**Exercise materials**

=== Begin Enclosure ===

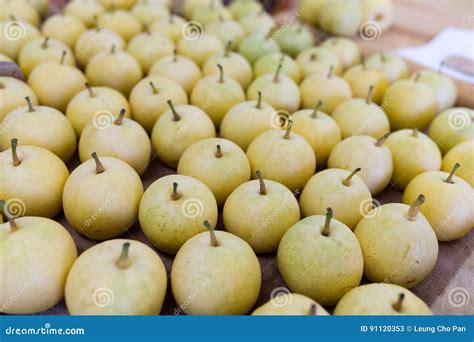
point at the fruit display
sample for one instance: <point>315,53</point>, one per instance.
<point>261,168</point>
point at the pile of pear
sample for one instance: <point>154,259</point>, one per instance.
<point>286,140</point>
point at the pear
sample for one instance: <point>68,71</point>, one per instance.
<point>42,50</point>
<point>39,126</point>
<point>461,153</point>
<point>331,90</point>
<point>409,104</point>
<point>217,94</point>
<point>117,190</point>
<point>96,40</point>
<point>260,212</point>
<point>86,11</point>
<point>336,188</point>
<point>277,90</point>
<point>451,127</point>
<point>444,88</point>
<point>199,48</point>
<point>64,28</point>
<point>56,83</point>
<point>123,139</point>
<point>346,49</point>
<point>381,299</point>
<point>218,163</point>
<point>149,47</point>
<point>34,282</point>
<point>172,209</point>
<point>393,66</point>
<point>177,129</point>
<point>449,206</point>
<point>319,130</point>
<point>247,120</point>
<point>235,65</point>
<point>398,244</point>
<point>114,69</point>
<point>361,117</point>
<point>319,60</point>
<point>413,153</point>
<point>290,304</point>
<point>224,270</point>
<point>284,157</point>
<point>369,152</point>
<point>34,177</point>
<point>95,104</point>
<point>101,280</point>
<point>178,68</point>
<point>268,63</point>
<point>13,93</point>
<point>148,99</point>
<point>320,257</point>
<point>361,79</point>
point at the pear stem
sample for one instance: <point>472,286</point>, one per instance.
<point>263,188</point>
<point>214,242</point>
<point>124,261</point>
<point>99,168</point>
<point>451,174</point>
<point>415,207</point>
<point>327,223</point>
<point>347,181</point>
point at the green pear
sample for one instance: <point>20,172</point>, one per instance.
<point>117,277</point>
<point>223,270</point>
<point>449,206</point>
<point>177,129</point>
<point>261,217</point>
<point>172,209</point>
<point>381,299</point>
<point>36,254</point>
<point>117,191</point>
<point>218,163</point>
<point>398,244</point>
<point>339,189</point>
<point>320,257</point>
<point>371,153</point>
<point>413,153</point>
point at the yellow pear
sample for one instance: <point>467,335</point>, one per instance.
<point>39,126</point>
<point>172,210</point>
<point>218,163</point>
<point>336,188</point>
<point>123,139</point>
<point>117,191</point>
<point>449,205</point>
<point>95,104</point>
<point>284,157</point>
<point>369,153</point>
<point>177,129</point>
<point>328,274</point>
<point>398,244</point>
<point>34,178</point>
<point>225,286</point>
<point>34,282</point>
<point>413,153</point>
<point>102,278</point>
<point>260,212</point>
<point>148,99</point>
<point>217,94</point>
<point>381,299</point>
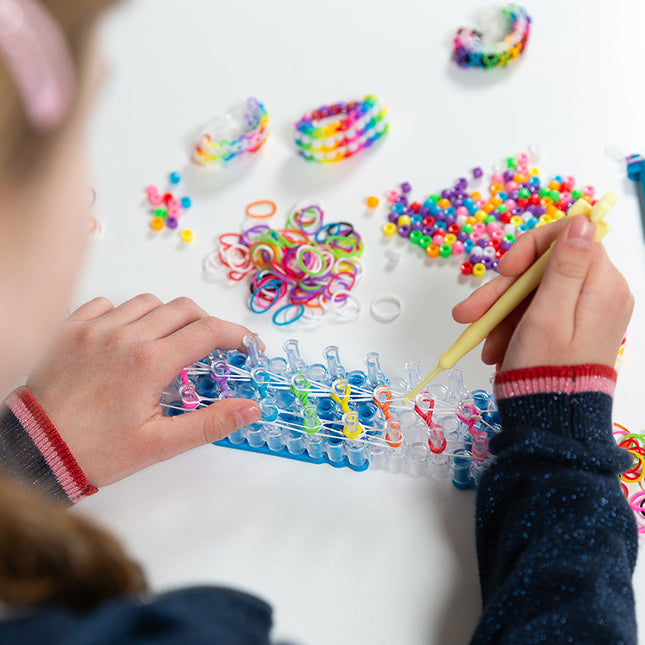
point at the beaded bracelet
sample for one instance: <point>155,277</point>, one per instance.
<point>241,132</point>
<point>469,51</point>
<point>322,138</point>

=== End Enclosure ===
=== Begin Enclosure ===

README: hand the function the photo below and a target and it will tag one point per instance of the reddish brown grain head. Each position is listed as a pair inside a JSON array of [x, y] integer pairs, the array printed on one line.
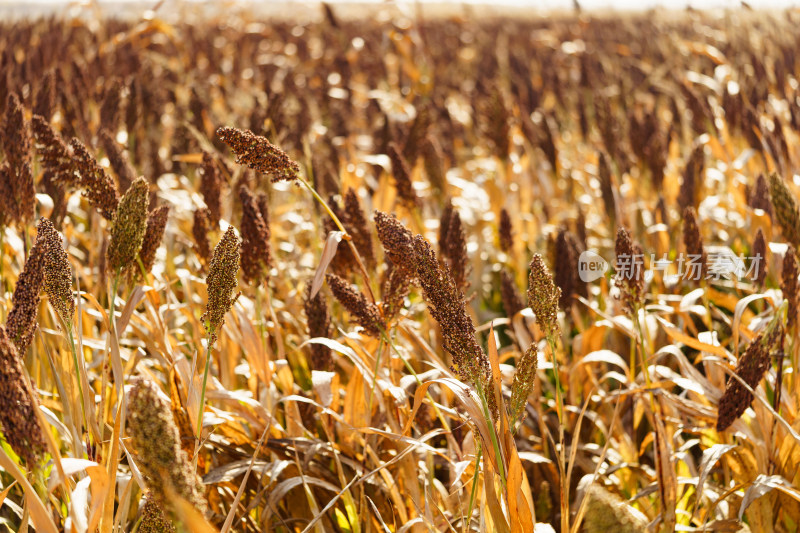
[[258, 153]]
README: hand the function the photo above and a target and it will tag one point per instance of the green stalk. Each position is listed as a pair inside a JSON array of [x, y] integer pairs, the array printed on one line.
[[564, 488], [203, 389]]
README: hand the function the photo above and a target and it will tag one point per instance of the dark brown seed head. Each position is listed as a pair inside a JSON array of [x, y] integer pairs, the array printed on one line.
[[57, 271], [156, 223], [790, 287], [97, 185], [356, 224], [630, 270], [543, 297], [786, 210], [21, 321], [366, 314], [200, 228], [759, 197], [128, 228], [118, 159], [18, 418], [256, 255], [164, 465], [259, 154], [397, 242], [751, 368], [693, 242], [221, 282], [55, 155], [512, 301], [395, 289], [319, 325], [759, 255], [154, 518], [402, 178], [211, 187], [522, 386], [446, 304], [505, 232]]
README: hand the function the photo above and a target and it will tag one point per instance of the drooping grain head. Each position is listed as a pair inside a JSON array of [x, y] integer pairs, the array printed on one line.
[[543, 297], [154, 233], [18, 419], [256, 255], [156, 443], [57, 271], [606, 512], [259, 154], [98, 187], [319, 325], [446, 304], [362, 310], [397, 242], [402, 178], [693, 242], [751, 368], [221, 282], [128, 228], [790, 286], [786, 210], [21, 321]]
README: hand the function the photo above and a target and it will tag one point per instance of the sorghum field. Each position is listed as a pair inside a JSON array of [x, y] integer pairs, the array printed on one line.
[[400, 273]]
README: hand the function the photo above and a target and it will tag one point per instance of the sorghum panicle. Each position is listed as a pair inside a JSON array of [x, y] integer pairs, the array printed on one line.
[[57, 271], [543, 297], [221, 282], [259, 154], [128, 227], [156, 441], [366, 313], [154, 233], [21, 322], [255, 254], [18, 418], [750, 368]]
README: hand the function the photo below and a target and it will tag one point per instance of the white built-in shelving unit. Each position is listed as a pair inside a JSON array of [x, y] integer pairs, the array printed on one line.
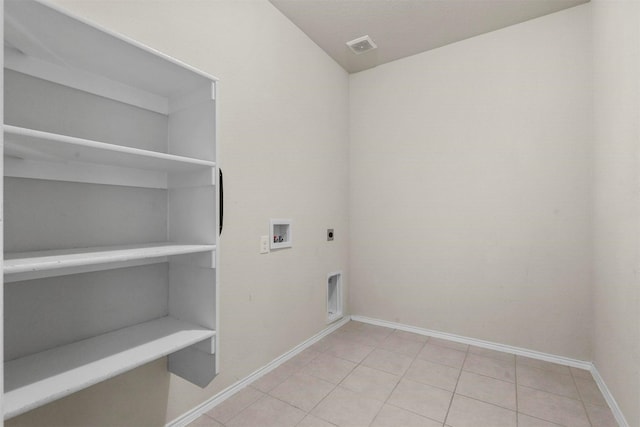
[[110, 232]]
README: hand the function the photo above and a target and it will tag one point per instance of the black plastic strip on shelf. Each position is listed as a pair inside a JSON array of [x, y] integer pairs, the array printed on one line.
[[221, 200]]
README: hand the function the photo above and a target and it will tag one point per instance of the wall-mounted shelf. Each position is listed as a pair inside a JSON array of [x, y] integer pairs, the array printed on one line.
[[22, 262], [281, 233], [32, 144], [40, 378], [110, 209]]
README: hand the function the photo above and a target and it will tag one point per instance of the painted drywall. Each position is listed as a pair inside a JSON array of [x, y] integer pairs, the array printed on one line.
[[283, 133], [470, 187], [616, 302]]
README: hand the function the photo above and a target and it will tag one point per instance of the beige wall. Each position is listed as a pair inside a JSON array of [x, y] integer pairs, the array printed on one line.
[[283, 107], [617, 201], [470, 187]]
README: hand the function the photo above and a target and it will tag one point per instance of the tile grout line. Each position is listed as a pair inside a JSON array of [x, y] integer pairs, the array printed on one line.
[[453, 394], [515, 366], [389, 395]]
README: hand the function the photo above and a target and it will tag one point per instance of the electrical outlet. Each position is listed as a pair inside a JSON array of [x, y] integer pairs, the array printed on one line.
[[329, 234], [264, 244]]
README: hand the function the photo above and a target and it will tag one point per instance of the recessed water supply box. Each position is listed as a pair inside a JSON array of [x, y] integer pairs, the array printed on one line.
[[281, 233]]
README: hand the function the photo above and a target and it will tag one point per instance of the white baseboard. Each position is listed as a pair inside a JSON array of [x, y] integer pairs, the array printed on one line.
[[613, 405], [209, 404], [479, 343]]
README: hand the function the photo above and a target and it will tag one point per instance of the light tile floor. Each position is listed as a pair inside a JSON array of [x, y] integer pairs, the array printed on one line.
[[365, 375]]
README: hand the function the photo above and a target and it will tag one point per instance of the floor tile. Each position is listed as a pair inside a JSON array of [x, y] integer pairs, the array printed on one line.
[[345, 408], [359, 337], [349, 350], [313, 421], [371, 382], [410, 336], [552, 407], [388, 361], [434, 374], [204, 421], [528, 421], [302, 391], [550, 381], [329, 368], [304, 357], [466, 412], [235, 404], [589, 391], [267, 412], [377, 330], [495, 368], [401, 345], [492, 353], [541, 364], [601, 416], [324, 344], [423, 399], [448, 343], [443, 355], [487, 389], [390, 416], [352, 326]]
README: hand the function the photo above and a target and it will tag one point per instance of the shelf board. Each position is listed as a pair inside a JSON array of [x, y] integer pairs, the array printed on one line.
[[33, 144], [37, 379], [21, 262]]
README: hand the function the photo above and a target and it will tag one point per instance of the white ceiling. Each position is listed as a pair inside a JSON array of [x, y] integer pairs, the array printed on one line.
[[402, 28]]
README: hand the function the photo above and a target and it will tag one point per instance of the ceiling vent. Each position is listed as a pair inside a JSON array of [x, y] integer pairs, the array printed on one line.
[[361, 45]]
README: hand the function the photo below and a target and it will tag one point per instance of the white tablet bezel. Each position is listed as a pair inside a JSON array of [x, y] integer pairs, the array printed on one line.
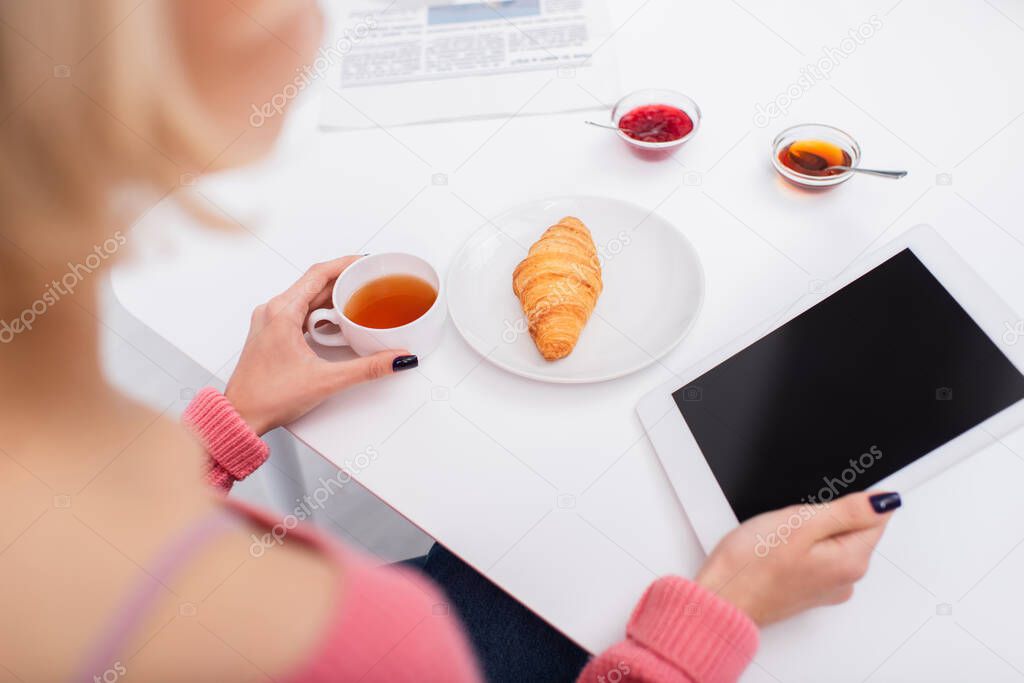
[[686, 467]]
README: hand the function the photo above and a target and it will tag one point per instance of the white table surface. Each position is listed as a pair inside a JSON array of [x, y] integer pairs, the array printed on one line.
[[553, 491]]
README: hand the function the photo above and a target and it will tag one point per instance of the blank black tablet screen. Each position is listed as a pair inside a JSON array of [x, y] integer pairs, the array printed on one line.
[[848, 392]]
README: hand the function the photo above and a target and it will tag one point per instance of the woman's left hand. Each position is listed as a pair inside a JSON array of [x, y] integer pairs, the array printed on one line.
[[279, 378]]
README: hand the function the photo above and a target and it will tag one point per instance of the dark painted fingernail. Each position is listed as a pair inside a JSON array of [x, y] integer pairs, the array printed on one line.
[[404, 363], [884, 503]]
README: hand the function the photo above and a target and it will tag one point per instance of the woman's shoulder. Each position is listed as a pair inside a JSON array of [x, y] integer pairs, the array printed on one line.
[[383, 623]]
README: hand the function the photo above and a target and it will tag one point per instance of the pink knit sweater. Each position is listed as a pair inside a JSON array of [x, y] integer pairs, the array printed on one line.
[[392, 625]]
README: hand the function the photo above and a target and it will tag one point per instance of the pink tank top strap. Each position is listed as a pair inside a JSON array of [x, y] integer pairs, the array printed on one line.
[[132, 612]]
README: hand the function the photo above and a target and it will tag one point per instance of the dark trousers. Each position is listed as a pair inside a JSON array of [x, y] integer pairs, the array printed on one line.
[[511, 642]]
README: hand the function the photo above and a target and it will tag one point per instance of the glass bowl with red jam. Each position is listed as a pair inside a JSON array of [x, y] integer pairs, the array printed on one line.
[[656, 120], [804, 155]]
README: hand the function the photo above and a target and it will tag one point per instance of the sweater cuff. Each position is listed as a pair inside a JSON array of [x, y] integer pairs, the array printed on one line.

=== End Enclosure ===

**Instructions for the task**
In the listing above, find the line with "point at the fruit display" and the line with "point at the yellow pear", then print exactly those two lines and every line between them, and nothing more.

**The completed task**
point at the fruit display
sample for one instance: <point>315,53</point>, one per instance.
<point>261,168</point>
point at the pile of pear
sample for one instance: <point>154,259</point>, one per instance.
<point>286,140</point>
point at the pear
sample for one instance: <point>68,71</point>, one per instance.
<point>42,50</point>
<point>39,126</point>
<point>461,153</point>
<point>331,90</point>
<point>409,104</point>
<point>217,94</point>
<point>117,190</point>
<point>96,40</point>
<point>260,212</point>
<point>86,11</point>
<point>336,188</point>
<point>277,90</point>
<point>451,127</point>
<point>444,88</point>
<point>199,48</point>
<point>64,28</point>
<point>56,83</point>
<point>123,139</point>
<point>346,49</point>
<point>381,299</point>
<point>218,163</point>
<point>149,47</point>
<point>34,282</point>
<point>172,209</point>
<point>393,66</point>
<point>177,129</point>
<point>449,206</point>
<point>319,130</point>
<point>247,120</point>
<point>235,65</point>
<point>398,244</point>
<point>114,69</point>
<point>361,117</point>
<point>319,60</point>
<point>413,153</point>
<point>290,304</point>
<point>224,270</point>
<point>284,157</point>
<point>369,152</point>
<point>34,177</point>
<point>95,104</point>
<point>101,280</point>
<point>178,68</point>
<point>268,63</point>
<point>13,93</point>
<point>148,99</point>
<point>320,257</point>
<point>361,79</point>
point at the pear stem
sample for one instance: <point>472,286</point>, one per instance.
<point>263,188</point>
<point>214,242</point>
<point>124,261</point>
<point>99,168</point>
<point>451,174</point>
<point>415,207</point>
<point>327,223</point>
<point>347,181</point>
point at the green pear
sample for one instance: <point>20,172</point>, one per instance.
<point>117,277</point>
<point>223,270</point>
<point>449,206</point>
<point>177,129</point>
<point>261,217</point>
<point>172,209</point>
<point>381,299</point>
<point>36,254</point>
<point>117,191</point>
<point>218,163</point>
<point>398,244</point>
<point>339,189</point>
<point>320,257</point>
<point>371,153</point>
<point>413,153</point>
point at the yellow pear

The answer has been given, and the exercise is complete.